▽

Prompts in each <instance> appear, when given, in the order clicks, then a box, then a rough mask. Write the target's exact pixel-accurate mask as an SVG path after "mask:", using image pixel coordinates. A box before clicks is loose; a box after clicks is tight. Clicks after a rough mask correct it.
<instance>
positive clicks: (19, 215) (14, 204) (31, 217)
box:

△
▽

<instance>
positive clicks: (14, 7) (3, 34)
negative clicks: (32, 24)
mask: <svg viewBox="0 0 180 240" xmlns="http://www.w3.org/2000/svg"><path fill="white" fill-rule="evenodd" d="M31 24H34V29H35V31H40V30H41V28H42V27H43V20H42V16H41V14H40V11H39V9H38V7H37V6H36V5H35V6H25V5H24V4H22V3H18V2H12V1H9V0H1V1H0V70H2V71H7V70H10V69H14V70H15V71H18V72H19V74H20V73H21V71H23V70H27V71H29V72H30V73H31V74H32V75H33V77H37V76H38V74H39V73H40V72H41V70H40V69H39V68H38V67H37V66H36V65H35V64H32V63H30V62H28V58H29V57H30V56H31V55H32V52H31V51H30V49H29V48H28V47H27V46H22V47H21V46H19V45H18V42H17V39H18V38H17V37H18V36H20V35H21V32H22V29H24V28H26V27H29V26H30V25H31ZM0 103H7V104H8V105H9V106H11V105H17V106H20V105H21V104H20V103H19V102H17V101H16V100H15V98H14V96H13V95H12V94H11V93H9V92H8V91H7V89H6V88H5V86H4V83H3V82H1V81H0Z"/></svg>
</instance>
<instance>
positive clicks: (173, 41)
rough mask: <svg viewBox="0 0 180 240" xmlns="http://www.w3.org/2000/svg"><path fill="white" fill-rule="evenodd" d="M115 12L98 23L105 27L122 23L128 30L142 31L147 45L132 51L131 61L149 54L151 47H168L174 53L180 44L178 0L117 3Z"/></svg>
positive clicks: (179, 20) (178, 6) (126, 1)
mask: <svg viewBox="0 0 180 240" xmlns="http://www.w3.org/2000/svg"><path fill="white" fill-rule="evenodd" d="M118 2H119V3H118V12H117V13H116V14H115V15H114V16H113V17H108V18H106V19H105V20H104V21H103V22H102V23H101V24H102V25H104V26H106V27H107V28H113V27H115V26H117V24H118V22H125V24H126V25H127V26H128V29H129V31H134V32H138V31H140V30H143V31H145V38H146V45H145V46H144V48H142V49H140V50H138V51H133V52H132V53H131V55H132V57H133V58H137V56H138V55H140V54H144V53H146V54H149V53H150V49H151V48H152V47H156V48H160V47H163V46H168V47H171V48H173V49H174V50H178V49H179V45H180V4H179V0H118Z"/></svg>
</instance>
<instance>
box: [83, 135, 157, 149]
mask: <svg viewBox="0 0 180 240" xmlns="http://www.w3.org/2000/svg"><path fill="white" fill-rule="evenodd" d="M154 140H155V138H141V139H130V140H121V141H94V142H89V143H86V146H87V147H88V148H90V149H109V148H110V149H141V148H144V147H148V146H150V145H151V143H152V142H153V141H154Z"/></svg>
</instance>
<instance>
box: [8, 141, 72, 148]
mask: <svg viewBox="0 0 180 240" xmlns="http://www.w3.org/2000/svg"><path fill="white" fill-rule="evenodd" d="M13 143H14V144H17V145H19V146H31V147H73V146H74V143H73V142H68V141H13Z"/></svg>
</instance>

△

What you should do: Count the lines in the data above that contain the string "clicks", treating uppercase and lowercase as different, and reply with the number alone.

Answer box: 6